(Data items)
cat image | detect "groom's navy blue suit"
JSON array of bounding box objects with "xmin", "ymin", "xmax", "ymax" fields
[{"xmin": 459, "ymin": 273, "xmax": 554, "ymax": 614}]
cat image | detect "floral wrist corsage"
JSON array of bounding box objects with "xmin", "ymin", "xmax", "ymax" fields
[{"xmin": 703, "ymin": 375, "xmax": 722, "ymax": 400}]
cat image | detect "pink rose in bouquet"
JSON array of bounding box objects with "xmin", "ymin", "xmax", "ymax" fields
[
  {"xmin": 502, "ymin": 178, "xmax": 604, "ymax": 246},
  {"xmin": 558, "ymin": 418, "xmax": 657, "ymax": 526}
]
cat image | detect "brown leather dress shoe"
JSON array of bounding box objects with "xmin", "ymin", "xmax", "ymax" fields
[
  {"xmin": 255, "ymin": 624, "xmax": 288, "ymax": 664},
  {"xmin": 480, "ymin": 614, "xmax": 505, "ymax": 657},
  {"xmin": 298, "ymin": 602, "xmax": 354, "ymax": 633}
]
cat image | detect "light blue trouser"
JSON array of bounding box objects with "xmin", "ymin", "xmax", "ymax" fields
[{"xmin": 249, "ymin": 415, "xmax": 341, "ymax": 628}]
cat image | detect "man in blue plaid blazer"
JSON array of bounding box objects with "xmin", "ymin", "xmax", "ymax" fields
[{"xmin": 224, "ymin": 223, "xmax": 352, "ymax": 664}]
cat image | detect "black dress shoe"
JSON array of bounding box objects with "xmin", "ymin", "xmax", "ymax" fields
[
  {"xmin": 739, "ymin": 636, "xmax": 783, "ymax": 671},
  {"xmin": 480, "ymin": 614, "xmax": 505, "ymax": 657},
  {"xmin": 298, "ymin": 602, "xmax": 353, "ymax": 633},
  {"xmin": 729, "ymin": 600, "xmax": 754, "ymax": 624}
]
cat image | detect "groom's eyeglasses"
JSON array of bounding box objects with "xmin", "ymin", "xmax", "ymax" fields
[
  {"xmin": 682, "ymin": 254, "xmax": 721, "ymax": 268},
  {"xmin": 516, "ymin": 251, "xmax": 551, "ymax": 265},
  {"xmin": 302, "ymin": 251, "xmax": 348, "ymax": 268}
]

— Given problem —
Reproduce every entry above, line for line, with no changes.

— Exercise answer —
cat image | detect "groom's navy blue suit"
JSON array of bounding box objects with "xmin", "ymin", "xmax", "ymax" fields
[{"xmin": 459, "ymin": 273, "xmax": 554, "ymax": 614}]
cat image | detect "floral wrist corsage"
JSON array of bounding box objects with "xmin", "ymin", "xmax", "ymax" fields
[{"xmin": 703, "ymin": 375, "xmax": 722, "ymax": 400}]
cat image | detect "pink rose in bouquet"
JSON array of bounding box objects with "xmin", "ymin", "xmax", "ymax" fields
[
  {"xmin": 502, "ymin": 178, "xmax": 604, "ymax": 246},
  {"xmin": 558, "ymin": 418, "xmax": 657, "ymax": 526}
]
cat image | detect "brown leather dress shoe"
JSON array of bounding box objects with "xmin", "ymin", "xmax", "ymax" fields
[
  {"xmin": 255, "ymin": 624, "xmax": 288, "ymax": 664},
  {"xmin": 480, "ymin": 614, "xmax": 505, "ymax": 657},
  {"xmin": 298, "ymin": 602, "xmax": 354, "ymax": 633}
]
cat image | detect "light blue trouser"
JSON array of bounding box objects with "xmin", "ymin", "xmax", "ymax" fields
[{"xmin": 249, "ymin": 415, "xmax": 341, "ymax": 628}]
cat image | detect "man in blue plaid blazer"
JSON array of bounding box objects with "xmin", "ymin", "xmax", "ymax" fields
[{"xmin": 224, "ymin": 223, "xmax": 352, "ymax": 664}]
cat image | detect "black dress shoe"
JSON array of bounding box objects with "xmin", "ymin", "xmax", "ymax" fields
[
  {"xmin": 739, "ymin": 636, "xmax": 783, "ymax": 671},
  {"xmin": 480, "ymin": 614, "xmax": 505, "ymax": 657},
  {"xmin": 298, "ymin": 602, "xmax": 353, "ymax": 633},
  {"xmin": 729, "ymin": 600, "xmax": 754, "ymax": 624}
]
cat image | detect "groom's eyeglasses"
JSON array of bounding box objects with "xmin", "ymin", "xmax", "ymax" fields
[
  {"xmin": 682, "ymin": 254, "xmax": 721, "ymax": 268},
  {"xmin": 516, "ymin": 251, "xmax": 551, "ymax": 265},
  {"xmin": 302, "ymin": 251, "xmax": 348, "ymax": 268}
]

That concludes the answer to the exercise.